Among the entries below, find every line that has "clicks" and pull it out.

━━━━━ Records for processing ━━━━━

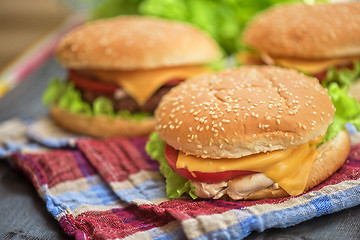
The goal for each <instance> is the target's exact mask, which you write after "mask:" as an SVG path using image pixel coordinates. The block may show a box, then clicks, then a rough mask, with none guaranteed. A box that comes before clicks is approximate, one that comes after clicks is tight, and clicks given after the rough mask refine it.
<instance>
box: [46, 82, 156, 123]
mask: <svg viewBox="0 0 360 240" xmlns="http://www.w3.org/2000/svg"><path fill="white" fill-rule="evenodd" d="M42 100H43V103H44V104H45V105H50V104H57V105H58V106H59V107H61V108H64V109H66V110H69V111H71V112H73V113H81V114H86V115H88V116H94V115H106V116H109V117H121V118H124V119H130V120H135V121H141V120H143V119H145V118H148V117H150V116H151V114H149V113H146V112H136V113H130V112H129V111H127V110H121V111H118V112H115V110H114V108H113V105H112V103H111V100H110V99H108V98H105V97H98V98H96V99H95V100H94V102H93V104H92V105H91V104H90V103H88V102H85V101H84V100H83V99H82V98H81V93H80V91H78V90H77V89H76V88H75V86H74V84H73V83H71V82H67V81H63V80H61V79H58V78H54V79H53V80H52V81H51V82H50V84H49V86H48V88H47V89H46V91H45V92H44V94H43V97H42Z"/></svg>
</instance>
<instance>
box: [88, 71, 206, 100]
mask: <svg viewBox="0 0 360 240" xmlns="http://www.w3.org/2000/svg"><path fill="white" fill-rule="evenodd" d="M210 71H211V70H210V69H209V68H207V67H205V66H181V67H170V68H161V69H150V70H141V71H139V70H136V71H105V70H87V72H88V73H90V74H92V75H94V76H95V77H97V78H100V79H102V80H103V81H104V82H109V83H115V84H117V85H118V86H120V87H122V88H123V89H124V90H125V91H126V92H127V93H128V94H129V95H130V96H131V97H132V98H134V99H135V101H136V102H137V103H138V104H139V105H140V106H142V105H144V104H145V103H146V101H147V100H148V99H149V98H150V97H151V96H152V95H153V94H154V93H155V92H156V91H157V90H158V89H159V88H160V87H161V86H163V85H164V84H165V83H166V82H168V81H170V80H174V79H187V78H190V77H193V76H195V75H199V74H203V73H208V72H210Z"/></svg>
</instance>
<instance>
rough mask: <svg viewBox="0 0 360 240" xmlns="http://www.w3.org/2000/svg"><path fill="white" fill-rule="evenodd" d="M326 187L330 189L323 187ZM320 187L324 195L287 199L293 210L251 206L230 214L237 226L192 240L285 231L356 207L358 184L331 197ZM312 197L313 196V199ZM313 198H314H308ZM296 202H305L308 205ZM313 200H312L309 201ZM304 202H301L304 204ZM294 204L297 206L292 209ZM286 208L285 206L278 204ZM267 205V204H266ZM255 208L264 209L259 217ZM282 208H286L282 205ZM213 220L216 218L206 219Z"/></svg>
mask: <svg viewBox="0 0 360 240" xmlns="http://www.w3.org/2000/svg"><path fill="white" fill-rule="evenodd" d="M327 187H330V188H331V187H332V186H331V185H330V186H327ZM327 187H324V191H323V192H322V190H319V191H314V192H312V193H311V194H310V193H308V194H305V195H303V196H300V197H297V198H293V199H290V200H289V201H295V202H294V204H293V205H295V206H293V207H289V208H281V204H280V205H279V208H278V209H277V210H276V209H275V210H274V208H271V207H265V206H264V207H261V206H260V205H258V206H253V207H249V208H245V209H240V210H230V211H232V212H233V213H234V214H235V215H236V216H237V218H238V223H236V224H234V225H232V226H229V227H227V228H225V229H219V230H216V231H211V232H206V226H205V229H204V230H203V231H204V234H203V235H201V236H199V237H197V238H194V240H205V239H243V238H245V237H246V236H248V235H249V234H250V233H251V232H252V231H259V232H262V231H264V230H266V229H268V228H285V227H289V226H293V225H295V224H298V223H300V222H303V221H306V220H309V219H312V218H314V217H318V216H321V215H325V214H329V213H334V212H337V211H340V210H343V209H346V208H350V207H353V206H356V205H359V203H360V184H359V181H354V183H353V187H350V188H349V189H346V190H342V191H338V192H336V191H335V190H332V191H331V192H334V191H335V193H332V194H325V192H326V193H327V192H329V190H327V189H326V188H327ZM314 194H315V195H314ZM312 195H314V197H311V196H312ZM298 198H305V199H306V198H309V201H306V200H305V199H301V200H300V199H298ZM311 198H313V199H311ZM304 201H305V202H304ZM296 202H298V203H300V204H299V205H296ZM282 204H286V202H284V203H282ZM270 205H271V204H270ZM254 207H257V208H258V209H261V208H262V209H264V212H263V213H260V214H256V213H254V212H252V211H251V208H254ZM284 207H286V205H284ZM208 217H212V218H216V216H208Z"/></svg>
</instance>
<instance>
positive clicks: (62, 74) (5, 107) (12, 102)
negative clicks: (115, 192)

━━━━━

• _Written answer_:
The goal for each <instance> is the target's exact mask, which you write after "mask:" as an SVG path using image pixel coordinates. The block may show a box, then clicks, then a rough mask, with none guaranteed. A box that comes before clicks is approximate, one that comes after clicks is tight, and clicks given after the rough mask refine it.
positive clicks: (62, 74) (5, 107) (12, 102)
negative clicks: (115, 192)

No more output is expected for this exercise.